>> BEGIN Source data

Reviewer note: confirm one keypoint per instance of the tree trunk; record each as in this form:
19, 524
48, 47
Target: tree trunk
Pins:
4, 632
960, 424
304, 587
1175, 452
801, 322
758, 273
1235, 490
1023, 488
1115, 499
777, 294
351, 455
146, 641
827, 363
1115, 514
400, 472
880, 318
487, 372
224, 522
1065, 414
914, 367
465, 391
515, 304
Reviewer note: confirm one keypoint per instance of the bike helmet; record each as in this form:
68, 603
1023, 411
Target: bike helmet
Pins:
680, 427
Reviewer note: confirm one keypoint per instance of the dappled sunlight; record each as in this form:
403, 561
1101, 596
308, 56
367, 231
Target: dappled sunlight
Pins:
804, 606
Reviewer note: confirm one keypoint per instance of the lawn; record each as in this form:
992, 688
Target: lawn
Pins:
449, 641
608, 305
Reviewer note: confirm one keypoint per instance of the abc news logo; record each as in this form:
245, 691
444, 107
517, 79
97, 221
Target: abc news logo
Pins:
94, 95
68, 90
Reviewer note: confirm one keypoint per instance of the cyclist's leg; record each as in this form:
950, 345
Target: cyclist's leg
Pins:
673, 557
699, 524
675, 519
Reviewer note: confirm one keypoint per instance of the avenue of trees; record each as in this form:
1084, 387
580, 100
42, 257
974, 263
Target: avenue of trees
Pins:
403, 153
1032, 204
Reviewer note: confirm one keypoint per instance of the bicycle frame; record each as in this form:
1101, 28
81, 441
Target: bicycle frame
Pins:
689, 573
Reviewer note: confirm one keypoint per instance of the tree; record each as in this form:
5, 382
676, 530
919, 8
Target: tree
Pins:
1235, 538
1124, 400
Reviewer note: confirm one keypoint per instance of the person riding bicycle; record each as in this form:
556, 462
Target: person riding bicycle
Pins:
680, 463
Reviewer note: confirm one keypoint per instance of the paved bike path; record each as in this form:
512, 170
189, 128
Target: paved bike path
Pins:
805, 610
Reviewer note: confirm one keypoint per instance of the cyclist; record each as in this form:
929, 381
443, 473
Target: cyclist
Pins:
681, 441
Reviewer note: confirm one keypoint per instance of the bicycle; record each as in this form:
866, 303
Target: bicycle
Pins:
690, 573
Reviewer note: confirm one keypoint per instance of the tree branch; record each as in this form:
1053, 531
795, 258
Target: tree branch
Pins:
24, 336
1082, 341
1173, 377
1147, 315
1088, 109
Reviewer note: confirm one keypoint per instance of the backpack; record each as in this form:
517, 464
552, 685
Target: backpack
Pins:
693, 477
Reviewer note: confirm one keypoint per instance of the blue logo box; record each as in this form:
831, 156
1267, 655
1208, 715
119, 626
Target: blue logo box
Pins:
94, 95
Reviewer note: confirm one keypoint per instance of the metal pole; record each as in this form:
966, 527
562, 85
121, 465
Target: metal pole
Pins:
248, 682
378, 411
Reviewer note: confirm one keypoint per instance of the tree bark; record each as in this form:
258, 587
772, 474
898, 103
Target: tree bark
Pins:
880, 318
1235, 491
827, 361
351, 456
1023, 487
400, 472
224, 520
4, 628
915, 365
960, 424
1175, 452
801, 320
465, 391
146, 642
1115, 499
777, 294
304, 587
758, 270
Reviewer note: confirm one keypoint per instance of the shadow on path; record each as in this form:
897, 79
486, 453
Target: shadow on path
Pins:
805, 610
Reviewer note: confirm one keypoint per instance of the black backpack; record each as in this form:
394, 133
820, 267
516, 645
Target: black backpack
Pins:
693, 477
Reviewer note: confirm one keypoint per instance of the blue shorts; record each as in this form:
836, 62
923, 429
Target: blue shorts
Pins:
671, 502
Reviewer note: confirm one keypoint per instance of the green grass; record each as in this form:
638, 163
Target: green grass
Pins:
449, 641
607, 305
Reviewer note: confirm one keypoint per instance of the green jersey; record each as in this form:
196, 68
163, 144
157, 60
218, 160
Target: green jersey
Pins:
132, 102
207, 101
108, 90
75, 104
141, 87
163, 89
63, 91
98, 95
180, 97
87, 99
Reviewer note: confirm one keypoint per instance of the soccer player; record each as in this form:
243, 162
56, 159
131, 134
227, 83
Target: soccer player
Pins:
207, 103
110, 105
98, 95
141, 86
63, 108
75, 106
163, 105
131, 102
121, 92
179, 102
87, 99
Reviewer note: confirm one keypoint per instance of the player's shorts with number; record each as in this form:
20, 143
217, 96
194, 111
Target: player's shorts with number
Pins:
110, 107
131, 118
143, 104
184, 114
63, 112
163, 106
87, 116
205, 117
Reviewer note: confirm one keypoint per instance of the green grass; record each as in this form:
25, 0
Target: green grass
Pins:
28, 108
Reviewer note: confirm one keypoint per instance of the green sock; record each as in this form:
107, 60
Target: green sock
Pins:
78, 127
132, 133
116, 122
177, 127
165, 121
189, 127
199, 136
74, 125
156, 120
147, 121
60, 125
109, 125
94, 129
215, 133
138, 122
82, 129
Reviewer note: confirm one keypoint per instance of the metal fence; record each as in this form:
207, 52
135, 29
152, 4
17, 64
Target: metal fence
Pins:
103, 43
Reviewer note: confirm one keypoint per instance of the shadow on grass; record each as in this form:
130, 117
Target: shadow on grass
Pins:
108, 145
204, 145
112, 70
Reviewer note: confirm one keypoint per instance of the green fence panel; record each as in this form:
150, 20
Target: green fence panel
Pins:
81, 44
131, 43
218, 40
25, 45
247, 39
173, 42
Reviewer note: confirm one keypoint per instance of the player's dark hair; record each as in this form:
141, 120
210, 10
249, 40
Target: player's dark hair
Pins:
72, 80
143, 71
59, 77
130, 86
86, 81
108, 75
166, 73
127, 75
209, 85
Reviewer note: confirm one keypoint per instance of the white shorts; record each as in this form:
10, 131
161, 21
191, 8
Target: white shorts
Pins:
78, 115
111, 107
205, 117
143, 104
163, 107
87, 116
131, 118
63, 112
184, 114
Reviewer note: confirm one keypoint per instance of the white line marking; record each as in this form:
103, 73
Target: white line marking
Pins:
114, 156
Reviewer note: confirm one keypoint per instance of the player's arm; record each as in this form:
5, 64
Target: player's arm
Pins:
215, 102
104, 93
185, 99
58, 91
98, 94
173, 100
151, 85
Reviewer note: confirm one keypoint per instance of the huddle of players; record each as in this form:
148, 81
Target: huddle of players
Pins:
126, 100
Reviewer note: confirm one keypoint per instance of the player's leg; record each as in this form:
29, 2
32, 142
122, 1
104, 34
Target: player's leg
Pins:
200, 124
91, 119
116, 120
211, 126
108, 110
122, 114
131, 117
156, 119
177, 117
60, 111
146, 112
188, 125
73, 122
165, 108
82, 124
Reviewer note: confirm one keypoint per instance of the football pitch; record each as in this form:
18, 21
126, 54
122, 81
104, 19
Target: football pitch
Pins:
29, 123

>> END Source data

- Exercise brief -
Return the listing above in full, character for character.

- Output of the exercise -
Reviewer note: confirm one keypoint per instance of the tree trunk; record each as in this form:
19, 524
48, 47
Target: tree trunk
Pins:
4, 632
960, 424
304, 587
1175, 452
801, 322
758, 273
1235, 490
1023, 488
1115, 499
777, 294
351, 455
146, 641
827, 363
1115, 514
400, 472
880, 318
487, 372
224, 522
1065, 414
914, 367
465, 391
515, 304
Reviewer note: confirm one keypoint per instance of the bike helmet; record each as in this form:
68, 603
1023, 411
Target: bike helmet
Pins:
680, 427
Reviewer note: confirm one keypoint per instance of the dappled sunlight; record each as in this form:
403, 561
1101, 596
308, 56
367, 231
Target: dappled sunlight
Pins:
804, 606
Reviewer note: confirm one keypoint per instance of the lawn; record each as in this form:
992, 688
Target: lawn
Pins:
449, 641
608, 305
Reviewer note: confirm one keypoint per instance of the abc news logo; record each as in this form:
245, 691
444, 107
517, 79
97, 221
Target: abc news logo
Pins:
94, 95
68, 90
Reviewer note: confirm one keypoint per instance of the cyclist's leg; record each as in this form:
950, 345
Target: cyclist's leg
Pins:
673, 557
699, 524
675, 519
Reviewer note: confirm one keypoint per instance of the avenue of trees; record each as in this form:
1084, 387
580, 100
42, 257
974, 263
Target: avenue of trees
Pins:
403, 153
1032, 204
Reviewer note: confirm one keypoint per instance of the bicycle frame; record each as in this form:
1101, 28
81, 441
Target: bicycle frame
Pins:
689, 573
Reviewer note: confirm one keypoint per instance of the tree; record each as in this form:
5, 382
676, 530
919, 8
Target: tree
Pins:
1235, 538
1124, 400
Reviewer note: confirm one keypoint per instance of the person riding bicycle; record each as in this form:
556, 462
Target: person riding bicycle
Pins:
680, 463
Reviewer note: confirm one keypoint per instance of the paved bike path; record each as in this form:
512, 170
189, 128
Target: paved bike path
Pins:
805, 610
Reviewer note: confirm one keypoint per instance of the cyclist; record each as in this form:
929, 381
443, 473
Target: cyclist
Pins:
681, 441
Reviewer note: confirm one keypoint per instance of the bicycle; record each as in this form:
866, 303
Target: bicycle
Pins:
690, 573
Reviewer note: confirm one keypoint per instance of the tree branch; record each as in this form:
1053, 531
795, 258
Target: tree branch
Pins:
24, 336
1082, 341
1173, 377
1147, 315
1088, 109
Reviewer note: confirm one keypoint per instance of the backpack; record each as in this form:
517, 464
552, 685
Target: backpack
Pins:
693, 477
Reviewer note: confirm one keypoint per instance of the blue logo box; record each as in this form:
831, 156
1267, 655
1208, 715
119, 626
Target: blue logo box
Pins:
94, 95
Reviewer note: confirm one keypoint per instance of the metal pole; record each as in this form:
966, 527
562, 85
121, 465
Target: metal pole
Pins:
248, 682
378, 411
Reviewer note: confirm one keypoint per instance of the tree bark; record each as in this form:
258, 587
772, 474
898, 103
Target: tree bark
Pins:
880, 318
1235, 491
827, 361
351, 456
1023, 487
400, 472
224, 520
4, 628
915, 365
960, 424
1175, 452
801, 320
465, 391
146, 642
1115, 499
777, 294
304, 587
758, 270
Reviewer note: confirm one keypoint per instance of the shadow on path; record each as in this form:
897, 79
486, 453
Target: shadow on path
Pins:
805, 610
Reviewer note: confirm one keypoint per instance of the black backpack; record each as in this form:
394, 133
820, 267
516, 645
Target: black backpack
Pins:
693, 477
Reviewer note: confirm one keypoint per instance of the blue shorts; record each as in this form:
836, 62
923, 429
Target: blue shorts
Pins:
671, 502
Reviewer note: confirm one keypoint per instance of the green grass; record each as in this form:
638, 163
Target: green grass
Pins:
449, 641
607, 305
Reviewer note: confirm one keypoint per instance of the green jersey; record each as in this form:
196, 68
163, 144
157, 60
218, 160
Target: green jersey
Pins:
132, 102
207, 101
108, 90
75, 104
141, 87
163, 89
63, 91
98, 95
180, 97
87, 99
Reviewer note: confirm one keypoint per instance of the soccer player; record each as in this form:
243, 162
56, 159
131, 134
227, 83
Target: soccer player
Pins:
207, 103
110, 105
98, 95
141, 86
63, 108
75, 106
163, 105
131, 102
121, 92
179, 102
87, 99
Reviewer note: confirm one keypoint per instance of the player's shorts with number; record each as in this form:
20, 143
217, 96
194, 111
Target: player's shorts with number
Pins:
110, 107
131, 118
143, 104
184, 114
63, 112
163, 106
87, 116
205, 117
Reviewer note: confirm one keypoint per instance of the green grass; record each as in this form:
25, 0
Target: green grass
Pins:
28, 108
Reviewer note: confirm one keypoint per instance of the green sock; record each as in this form:
107, 60
Target: green sock
Pins:
78, 127
132, 133
116, 122
177, 127
165, 121
189, 127
199, 136
74, 125
156, 120
147, 121
60, 125
109, 125
94, 129
215, 133
138, 122
82, 129
Reviewer note: confirm one keypoint per instance of the metal fence; record each as in this form:
207, 52
135, 29
152, 4
17, 64
Target: metal fence
Pins:
103, 43
Reviewer note: confirm one keypoint per instance of the shadow on grass; record each as in this form:
130, 117
Target: shadow on grass
Pins:
108, 145
204, 145
112, 70
Reviewer note: confirm one keypoint per instance of the green fence panel; record each as in this form:
150, 20
Target: green fence panel
Pins:
81, 44
131, 43
218, 40
25, 45
247, 39
173, 42
Reviewer note: confirm one keypoint per instance of the player's dark hair; record each as in this form:
141, 120
210, 10
249, 40
Target: player's dark hair
Pins:
72, 80
143, 71
59, 77
130, 86
86, 81
108, 75
166, 73
127, 75
209, 85
Reviewer note: confirm one keypoint per instance of the white shorts; record each as in this form:
10, 131
161, 21
191, 8
Target: white shorts
Pins:
78, 115
111, 107
205, 117
143, 104
163, 107
87, 116
131, 118
63, 112
184, 114
Reviewer note: confirm one keypoint per instance of the white line marking; record each as in this form:
103, 73
Target: white line marking
Pins:
114, 156
Reviewer note: confirm one keypoint per instance of the player's arm; record each as in this form:
5, 64
Target: player's arm
Pins:
215, 102
104, 93
185, 99
58, 91
98, 94
173, 100
151, 85
Reviewer note: confirm one keypoint per instance of the huddle of players; record each as in this form:
148, 81
Target: huddle of players
Pins:
126, 100
Reviewer note: confirm one keypoint per instance of the player's leg; record each as in this form:
29, 2
32, 142
122, 1
104, 34
Target: player's leg
Pins:
200, 124
91, 119
116, 120
211, 126
108, 110
122, 114
131, 117
156, 119
177, 117
60, 111
146, 112
188, 125
73, 122
165, 108
82, 124
Reviewer note: confirm one keypoint per instance of the football pitch; record each as in this form:
18, 21
126, 54
122, 81
104, 19
Target: football pitch
Pins:
29, 123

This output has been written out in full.